*** Provided text Section Begins ***
For the calculation of these correlations, 98 substitution matrices were downloaded from the AAindex database [7]. The list of matrices involves several variants of the two widely used matrix types: PAM [10,11,12,13] and BLOSUM [14]. PAM stands for “point accepted mutation”, the matrices are based on scoring all amino acid positions in the related sequences; the different versions are based on different timeframes for the mutations. BLOSUM stands for “BLOcks SUbstitution Matrix”, and the matrices are based on substitutions and conserved positions in blocks; the closer the compared sequences are, the higher the number version of the matrix that is supposed to be used. It is important to note that these substitution matrices were developed from data at the AA level without considering the requisite RNA mutations. Several of the rest were designed for specific situations. Most, but not all, were symmetric.

Table 4 shows the Pearson correlations between the matrix of the number of mutations, both unweighted and weighted (with the codon usage frequency from the human genome), as shown in Table 2 and Table 3, respectively, and the PAM and BLOSUM matrices; the correlations with the full set of 98 substitution matrices are provided in the Supplementary Materials. For the matrices that were not symmetric, the correlations were calculated for the lower triangular matrix. In addition, the correlation calculations were also performed using only AA mutations that could be achieved with only one or two RNA mutations.

4. Discussion

The variation in the number of codons coding for a given amino acid suggested a number of ways to quantify the role of random mutations in genetic evolution. In particular, the work of Mittal and Jayaram was refined to study the correlation between the number of codons and the propensity of the corresponding AAs to calculate it for different branches of the evolutionary tree and the correlations between the number of mutations changing each AA to other AAs with the corresponding substitution matrices used in sequence alignments. Significant correlations were indeed found, confirming that random mutations indeed form one contribution to genetic evolution, but are not enough to account for it completely. At the same time, the results confirmed the existence of significant biases, as referred to in the Introduction.

The interesting observation from the present calculations is the increase of correlation moving up in the evolutionary tree; this observation also holds for the subset of 11 AAs defined by Mittal and Jayaram. If one accepts the role of randomness of mutations, then this observation provides experimental support for the idea of Darwinian evolution (not that it lacks other, more convincing support). If one accepts Darwinian evolution, then this observation provides experimental support and a measure of the role of random mutations in the evolution.
*** Provided text Section Ends ***
Task list -
**a)** Repeat word for word the part of the amino acid mutation excerpt starting at "The interesting observation" and ending at "in the evolution.".
**b)** Which numbered tables does the amino acid mutation excerpt mention?
**c)** Resume the amino acid mutation excerpt after its final sentence.
*** Material shown Section Begins ***
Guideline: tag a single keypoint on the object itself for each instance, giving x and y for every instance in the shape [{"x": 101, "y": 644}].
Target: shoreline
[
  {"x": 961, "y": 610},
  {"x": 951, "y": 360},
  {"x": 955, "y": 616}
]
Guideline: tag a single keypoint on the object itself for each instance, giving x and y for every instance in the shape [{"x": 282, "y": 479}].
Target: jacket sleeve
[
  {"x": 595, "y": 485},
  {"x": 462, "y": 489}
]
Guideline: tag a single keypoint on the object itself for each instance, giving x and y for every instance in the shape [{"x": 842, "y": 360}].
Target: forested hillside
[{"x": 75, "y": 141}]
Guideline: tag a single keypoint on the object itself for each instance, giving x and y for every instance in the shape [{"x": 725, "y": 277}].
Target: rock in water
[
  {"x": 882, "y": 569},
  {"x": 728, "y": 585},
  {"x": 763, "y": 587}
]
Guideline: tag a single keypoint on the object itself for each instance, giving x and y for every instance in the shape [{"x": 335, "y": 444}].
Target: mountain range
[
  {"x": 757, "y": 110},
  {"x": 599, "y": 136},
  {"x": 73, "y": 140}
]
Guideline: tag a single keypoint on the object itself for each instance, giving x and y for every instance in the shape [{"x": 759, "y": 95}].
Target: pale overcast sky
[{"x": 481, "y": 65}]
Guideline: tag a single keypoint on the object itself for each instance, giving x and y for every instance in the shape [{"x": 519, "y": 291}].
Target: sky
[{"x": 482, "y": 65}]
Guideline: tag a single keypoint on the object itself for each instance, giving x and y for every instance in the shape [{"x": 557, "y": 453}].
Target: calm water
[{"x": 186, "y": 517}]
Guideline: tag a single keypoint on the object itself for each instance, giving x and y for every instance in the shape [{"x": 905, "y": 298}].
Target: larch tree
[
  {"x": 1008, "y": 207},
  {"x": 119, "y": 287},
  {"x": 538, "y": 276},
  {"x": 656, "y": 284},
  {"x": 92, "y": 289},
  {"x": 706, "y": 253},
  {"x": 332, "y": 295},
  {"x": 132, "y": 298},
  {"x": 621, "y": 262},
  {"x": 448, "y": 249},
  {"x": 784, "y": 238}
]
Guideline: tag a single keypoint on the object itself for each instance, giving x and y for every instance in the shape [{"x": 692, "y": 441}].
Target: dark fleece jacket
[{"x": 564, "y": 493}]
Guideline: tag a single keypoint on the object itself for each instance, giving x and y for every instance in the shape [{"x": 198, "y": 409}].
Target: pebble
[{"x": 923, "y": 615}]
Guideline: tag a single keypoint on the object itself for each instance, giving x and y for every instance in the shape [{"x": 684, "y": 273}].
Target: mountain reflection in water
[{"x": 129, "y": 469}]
*** Material shown Section Ends ***
Answers to the tasks -
**a)**
The interesting observation from the present calculations is the increase of correlation moving up in the evolutionary tree; this observation also holds for the subset of 11 AAs defined by Mittal and Jayaram. If one accepts the role of randomness of mutations, then this observation provides experimental support for the idea of Darwinian evolution (not that it lacks other, more convincing support). If one accepts Darwinian evolution, then this observation provides experimental support and a measure of the role of random mutations in the evolution.

**b)** Table 4, Table 2, Table 3

**c)**
The correlations found also raise an intriguing question. It has been shown recently that a significant contribution to the foldability of an AA sequence is its adherence to the non-uniform distribution of AAs [15]. This leads to the following question: was there, at the early stages of genetic evolution, a mechanism that biased the establishment of the codon table to use more codons for the more frequent AAs? It is not impossible, as it has already been suggested, that the establishment of the genetic code was influenced by the chemistry of the AAs [16], as it has been found to be likely that the genetic code was established at a later stage of evolution [17].

The fact that the codon table as finalized during evolution ended up with a number of AA mutations that can only be achieved with three RNA mutation can be considered an imperfection. It could have been the result of either too fast evolution (like an optimization process using simulated annealing that was not run slow enough) or of competing requirements (like minimizing the number of RNA mutations, which would result in a drastic AA switch).

In the study examining the correlations between the number of RNA mutations per AA mutations and the substitution matrices, the results were different for AA mutations that required single and those that required double RNA mutations. For single RNA mutations, the results showed significant correlations, both when using all matrix elements and when excluding the matrix elements that correspond to AA mutations that cannot be achieved with a single RNA mutation, although the correlations were weaker for the latter. Furthermore, it is gratifying that the correlations increased when the experimental codon usage probabilities were taken into account. The increased correlations provide additional confirmation for the role of random mutations.

For the double RNA mutations, however, the results were different. When using all matrix elements and without using frequency weighting, the correlations were small, but at least positive, but they become negative when the usage frequencies were factored in. Omitting the “forbidden” AA mutations, contrary to the single RNA mutation case, the correlations increased, but remained small. This suggests that when an alignment indicates AA mutations requiring more than one RNA mutation, it is unlikely to be the result of just a pair of mutations.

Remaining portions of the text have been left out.